--- START RECORDS FOR THIS EXERCISE ---

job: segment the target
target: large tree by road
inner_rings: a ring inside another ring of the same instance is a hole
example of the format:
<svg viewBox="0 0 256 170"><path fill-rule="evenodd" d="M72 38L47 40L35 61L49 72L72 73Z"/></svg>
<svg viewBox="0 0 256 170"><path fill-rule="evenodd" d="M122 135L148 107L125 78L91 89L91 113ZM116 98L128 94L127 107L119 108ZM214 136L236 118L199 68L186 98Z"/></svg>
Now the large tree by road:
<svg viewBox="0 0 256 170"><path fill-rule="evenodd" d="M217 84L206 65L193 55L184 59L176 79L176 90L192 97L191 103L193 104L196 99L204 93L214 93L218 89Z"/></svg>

--- END RECORDS FOR THIS EXERCISE ---

WHAT YOU SHOULD DO –
Express these lines as a Markdown table with the columns Row and Line, numbering each line and leaving out any blank lines.

ANSWER TO THE PROBLEM –
| Row | Line |
|---|---|
| 1 | job: segment the target |
| 2 | target: large tree by road |
| 3 | inner_rings: a ring inside another ring of the same instance is a hole |
| 4 | example of the format: |
| 5 | <svg viewBox="0 0 256 170"><path fill-rule="evenodd" d="M72 38L47 40L35 61L49 72L72 73Z"/></svg> |
| 6 | <svg viewBox="0 0 256 170"><path fill-rule="evenodd" d="M122 135L148 107L125 78L91 89L91 113ZM116 98L128 94L127 107L119 108ZM214 136L236 118L199 68L186 98Z"/></svg> |
| 7 | Now the large tree by road: |
| 8 | <svg viewBox="0 0 256 170"><path fill-rule="evenodd" d="M217 84L206 65L193 55L184 59L176 79L176 90L192 97L191 103L193 104L196 99L204 93L214 93L218 89Z"/></svg> |